** Opening Entries shown block **
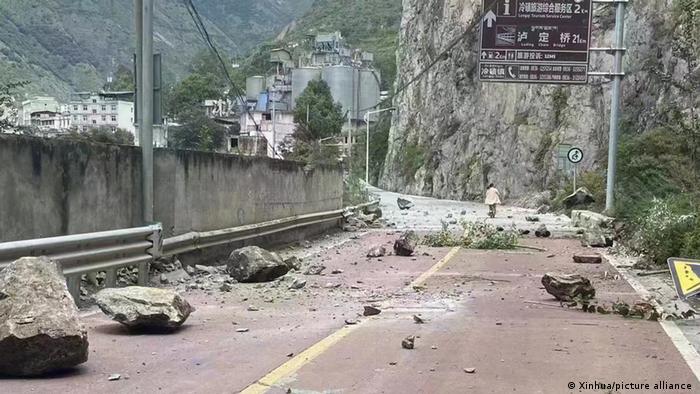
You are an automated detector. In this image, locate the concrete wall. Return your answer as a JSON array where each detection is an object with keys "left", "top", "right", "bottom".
[
  {"left": 0, "top": 135, "right": 142, "bottom": 241},
  {"left": 0, "top": 135, "right": 343, "bottom": 242},
  {"left": 153, "top": 149, "right": 343, "bottom": 237}
]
** Closing Entries shown block **
Task to complete: None of the pictures should be carried over when the data above is transcribed exactly.

Task result:
You are an automated detector. In this image, locate the concrete wall. Return your answer as a JSON array where each detection is an object with keys "left", "top", "right", "bottom".
[
  {"left": 0, "top": 135, "right": 142, "bottom": 241},
  {"left": 0, "top": 135, "right": 343, "bottom": 242},
  {"left": 153, "top": 149, "right": 343, "bottom": 237}
]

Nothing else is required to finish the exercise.